* _SOURCE EXCERPT_:
"""

Table 6 Ablation studies for the different visual local semantic enhancement strategies on the MSR-VTT 1K validation set
Table 7 Ablation studies for the adapter-aware module and the adaptive weights on the MSR-VTT 1K validation set

4.3.4 Effect of the adapter-aware module and the adaptive weights

In Table 7, we testify the impact of the adapter-aware module in visual LSE module and adaptive weights in the Eq. 9. There are decreases in overall performance after removal. Specifically, after removing the adapter aware module, R@5 decrease from 74.9% to 72.4%. And without adaptive weights, R@1 also decreased by 0.6%. Therefore, these two parts are helpful for representation learning as well as cross-modal alignment.

Table 8 Ablation studies for the cross-attention module in textual LSE module on the MSR-VTT 1K validation set
Fig. 6
figure 6

Effect of the trade-off hyper-parameters \(\alpha \) on MSRVTT 1K validation set

Fig. 7
figure 7

Our top-3 text-to-video retrieval visualization results on MSR-VTT. And we also visualize the other state-of-the-art methods(UATVR [46] and UCOFIA [42])

"""

* _DATA EXCERPTS_:
"""

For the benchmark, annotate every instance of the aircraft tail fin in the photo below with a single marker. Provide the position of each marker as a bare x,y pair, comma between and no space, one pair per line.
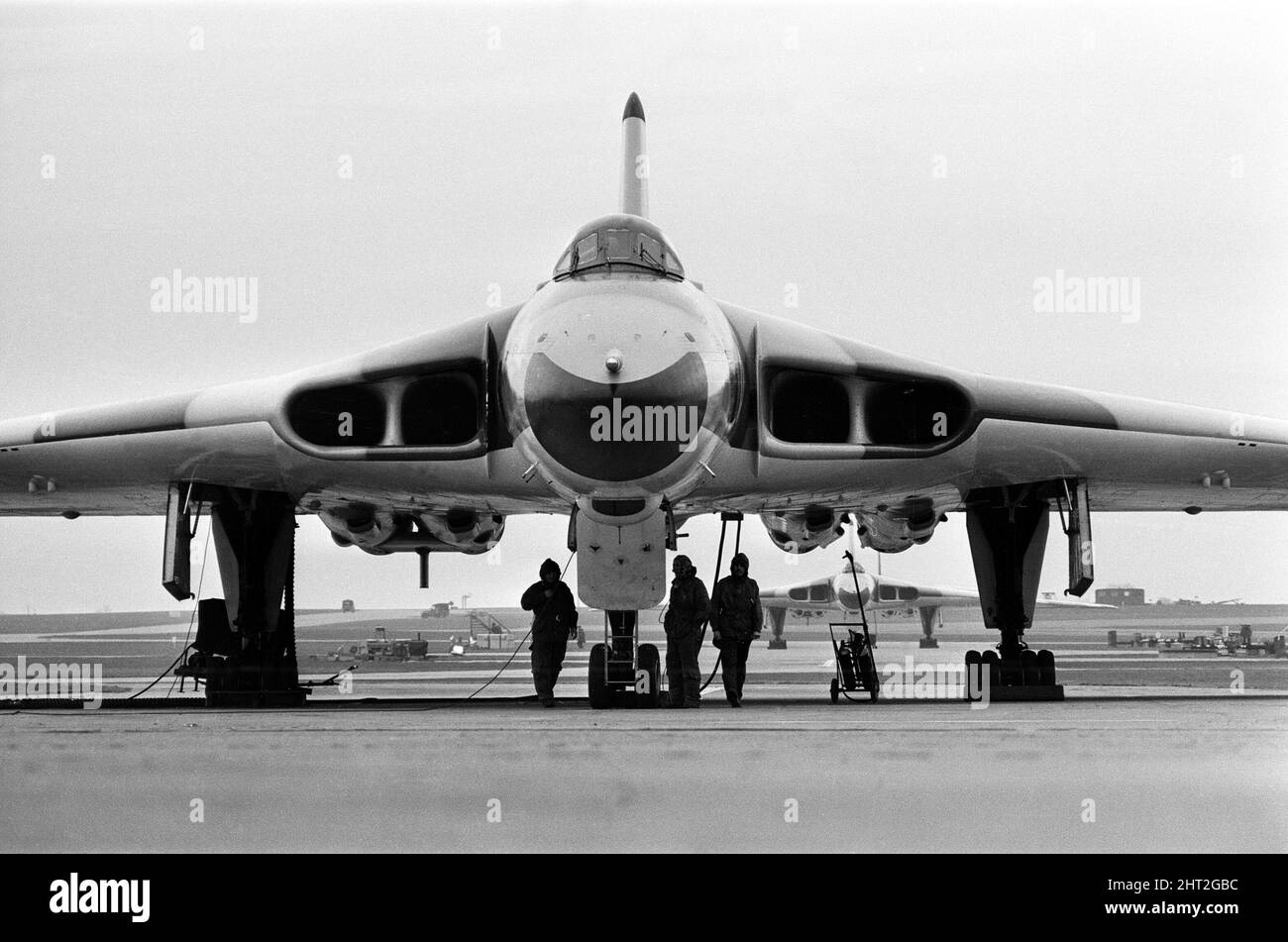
634,159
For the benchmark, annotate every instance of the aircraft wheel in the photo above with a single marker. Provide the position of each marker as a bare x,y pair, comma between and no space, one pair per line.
649,661
1046,667
596,684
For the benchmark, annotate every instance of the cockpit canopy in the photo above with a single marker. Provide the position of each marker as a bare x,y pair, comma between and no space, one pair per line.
619,242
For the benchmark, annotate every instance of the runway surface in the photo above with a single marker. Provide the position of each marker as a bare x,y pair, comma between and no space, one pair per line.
1151,751
1207,775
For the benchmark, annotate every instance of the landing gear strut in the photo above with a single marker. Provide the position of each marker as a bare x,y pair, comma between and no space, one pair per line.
245,649
1008,529
622,671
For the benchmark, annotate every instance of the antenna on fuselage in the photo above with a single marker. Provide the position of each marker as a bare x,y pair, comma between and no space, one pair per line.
634,159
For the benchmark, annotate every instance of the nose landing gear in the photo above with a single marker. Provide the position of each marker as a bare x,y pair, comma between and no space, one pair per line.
622,671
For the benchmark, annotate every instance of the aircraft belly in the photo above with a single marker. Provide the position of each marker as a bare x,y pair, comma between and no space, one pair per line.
621,567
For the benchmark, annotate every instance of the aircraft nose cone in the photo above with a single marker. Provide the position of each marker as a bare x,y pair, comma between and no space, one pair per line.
613,430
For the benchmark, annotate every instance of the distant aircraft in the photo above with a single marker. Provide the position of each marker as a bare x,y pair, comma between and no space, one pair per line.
879,593
622,395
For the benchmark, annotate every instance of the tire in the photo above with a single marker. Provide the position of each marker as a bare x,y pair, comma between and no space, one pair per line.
596,684
1046,667
649,661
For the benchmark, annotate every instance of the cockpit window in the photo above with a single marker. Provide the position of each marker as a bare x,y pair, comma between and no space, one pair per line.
612,246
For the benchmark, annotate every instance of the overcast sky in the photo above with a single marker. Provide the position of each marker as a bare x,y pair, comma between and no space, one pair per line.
909,170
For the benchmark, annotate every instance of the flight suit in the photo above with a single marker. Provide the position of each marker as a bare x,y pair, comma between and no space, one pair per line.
553,620
737,615
686,611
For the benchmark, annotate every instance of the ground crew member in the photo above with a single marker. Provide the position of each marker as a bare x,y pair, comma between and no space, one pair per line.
735,620
554,620
686,611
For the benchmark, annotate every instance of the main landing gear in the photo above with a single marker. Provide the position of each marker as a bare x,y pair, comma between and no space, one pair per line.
245,648
1008,529
622,671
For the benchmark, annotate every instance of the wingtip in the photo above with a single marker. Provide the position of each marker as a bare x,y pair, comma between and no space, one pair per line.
634,108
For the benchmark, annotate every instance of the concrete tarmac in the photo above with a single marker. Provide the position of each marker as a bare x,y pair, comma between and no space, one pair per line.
782,774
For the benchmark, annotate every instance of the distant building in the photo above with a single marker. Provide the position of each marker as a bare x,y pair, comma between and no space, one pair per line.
1121,596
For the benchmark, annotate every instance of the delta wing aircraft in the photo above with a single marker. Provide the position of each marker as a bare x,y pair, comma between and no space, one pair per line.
625,396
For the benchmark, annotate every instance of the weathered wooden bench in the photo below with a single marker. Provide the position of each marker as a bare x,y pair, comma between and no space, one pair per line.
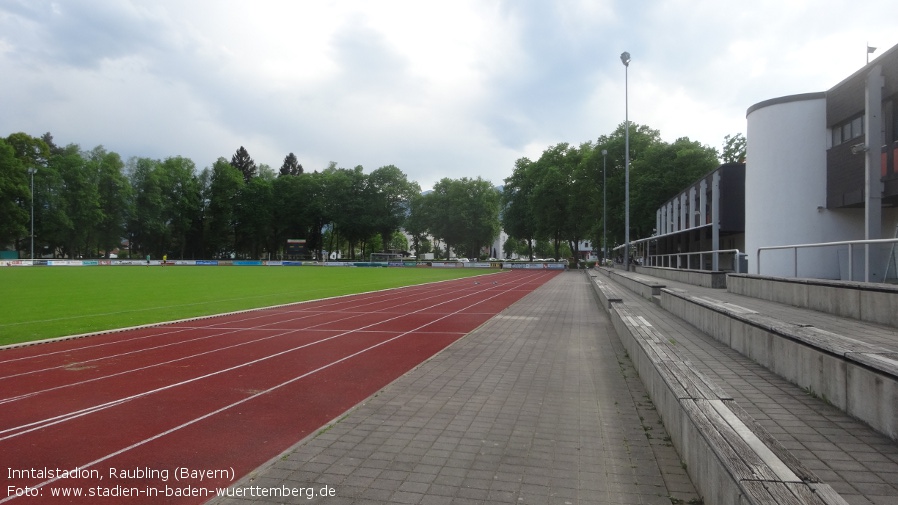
730,457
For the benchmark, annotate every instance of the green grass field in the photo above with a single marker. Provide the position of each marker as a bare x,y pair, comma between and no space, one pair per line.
46,302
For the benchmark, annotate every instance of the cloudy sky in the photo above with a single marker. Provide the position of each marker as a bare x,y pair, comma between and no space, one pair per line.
438,88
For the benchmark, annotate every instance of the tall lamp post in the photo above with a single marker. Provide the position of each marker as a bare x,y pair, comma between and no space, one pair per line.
625,59
604,206
31,171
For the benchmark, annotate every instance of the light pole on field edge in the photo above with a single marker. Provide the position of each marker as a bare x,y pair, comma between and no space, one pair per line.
604,206
625,59
31,171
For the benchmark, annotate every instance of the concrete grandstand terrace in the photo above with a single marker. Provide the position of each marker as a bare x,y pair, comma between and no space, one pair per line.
858,462
542,405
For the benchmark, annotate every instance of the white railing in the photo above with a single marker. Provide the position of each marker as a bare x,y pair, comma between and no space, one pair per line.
684,260
849,243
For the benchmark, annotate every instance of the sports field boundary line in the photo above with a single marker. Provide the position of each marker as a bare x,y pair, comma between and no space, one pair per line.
253,474
64,338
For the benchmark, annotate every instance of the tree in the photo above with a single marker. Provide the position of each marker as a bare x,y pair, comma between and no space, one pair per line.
14,194
225,185
463,213
254,213
242,162
81,202
182,205
391,193
291,166
114,196
517,204
416,224
733,149
147,226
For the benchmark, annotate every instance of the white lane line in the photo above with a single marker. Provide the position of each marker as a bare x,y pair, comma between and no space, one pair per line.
37,425
181,329
244,400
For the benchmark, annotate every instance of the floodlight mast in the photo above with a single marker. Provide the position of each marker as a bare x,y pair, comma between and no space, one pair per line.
625,59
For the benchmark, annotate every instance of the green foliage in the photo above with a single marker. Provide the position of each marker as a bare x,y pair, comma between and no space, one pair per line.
242,162
86,202
463,213
734,149
14,195
559,197
291,166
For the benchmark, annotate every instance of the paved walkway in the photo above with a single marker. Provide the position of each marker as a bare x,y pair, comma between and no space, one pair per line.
538,405
858,462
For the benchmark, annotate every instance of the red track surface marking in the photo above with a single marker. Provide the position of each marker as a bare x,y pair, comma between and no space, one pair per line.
222,394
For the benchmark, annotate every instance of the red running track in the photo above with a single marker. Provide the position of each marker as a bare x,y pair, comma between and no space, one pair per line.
128,412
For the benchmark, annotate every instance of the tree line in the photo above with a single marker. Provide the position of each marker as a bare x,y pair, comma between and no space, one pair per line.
91,203
561,199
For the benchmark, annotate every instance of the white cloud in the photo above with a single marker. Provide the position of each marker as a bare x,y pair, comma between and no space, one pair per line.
440,89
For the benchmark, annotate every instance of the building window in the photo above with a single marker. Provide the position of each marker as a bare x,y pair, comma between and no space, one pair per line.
849,130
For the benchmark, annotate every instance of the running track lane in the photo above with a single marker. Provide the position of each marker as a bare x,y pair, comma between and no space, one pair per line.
219,395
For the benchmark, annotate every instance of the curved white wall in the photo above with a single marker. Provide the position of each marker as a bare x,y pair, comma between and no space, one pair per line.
785,188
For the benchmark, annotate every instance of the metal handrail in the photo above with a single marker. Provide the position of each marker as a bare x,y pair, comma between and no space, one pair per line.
738,254
849,243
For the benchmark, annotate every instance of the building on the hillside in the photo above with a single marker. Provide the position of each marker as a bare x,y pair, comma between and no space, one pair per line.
814,175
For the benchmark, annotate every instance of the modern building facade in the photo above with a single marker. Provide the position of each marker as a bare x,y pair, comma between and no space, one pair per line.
814,174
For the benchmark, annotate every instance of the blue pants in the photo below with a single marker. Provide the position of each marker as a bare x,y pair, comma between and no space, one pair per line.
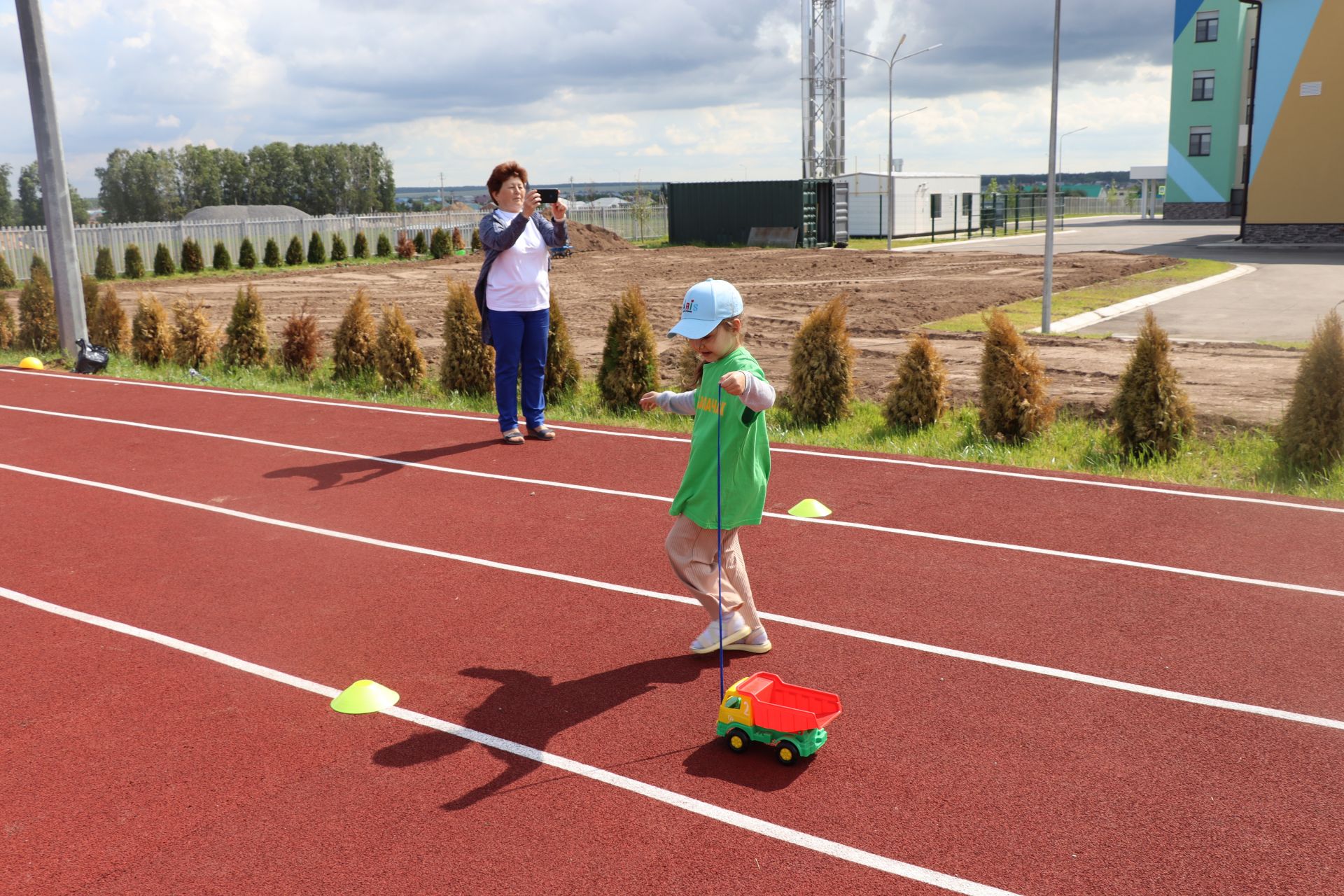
521,343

"""

* _REQUIRED TASK A_:
Write out the portion of the ablation-study excerpt between "In Table 7, we" and "and UCOFIA [42])", inclusive.
* _REQUIRED TASK B_:
Answer these questions from the ablation-study excerpt:
(i) After the adapter-aware module is removed, R@5 falls from what value to what value?
(ii) Table 8 reports ablation studies for which module?
(iii) Which two state-of-the-art methods are visualized in Fig. 7?

* _RESULT A_:
In Table 7, we testify the impact of the adapter-aware module in visual LSE module and adaptive weights in the Eq. 9. There are decreases in overall performance after removal. Specifically, after removing the adapter aware module, R@5 decrease from 74.9% to 72.4%. And without adaptive weights, R@1 also decreased by 0.6%. Therefore, these two parts are helpful for representation learning as well as cross-modal alignment.

Table 8 Ablation studies for the cross-attention module in textual LSE module on the MSR-VTT 1K validation set
Fig. 6
figure 6

Effect of the trade-off hyper-parameters \(\alpha \) on MSRVTT 1K validation set

Fig. 7
figure 7

Our top-3 text-to-video retrieval visualization results on MSR-VTT. And we also visualize the other state-of-the-art methods(UATVR [46] and UCOFIA [42])

* _RESULT B_:
(i) From 74.9% to 72.4%.
(ii) The cross-attention module in the textual LSE module.
(iii) UATVR and UCOFIA.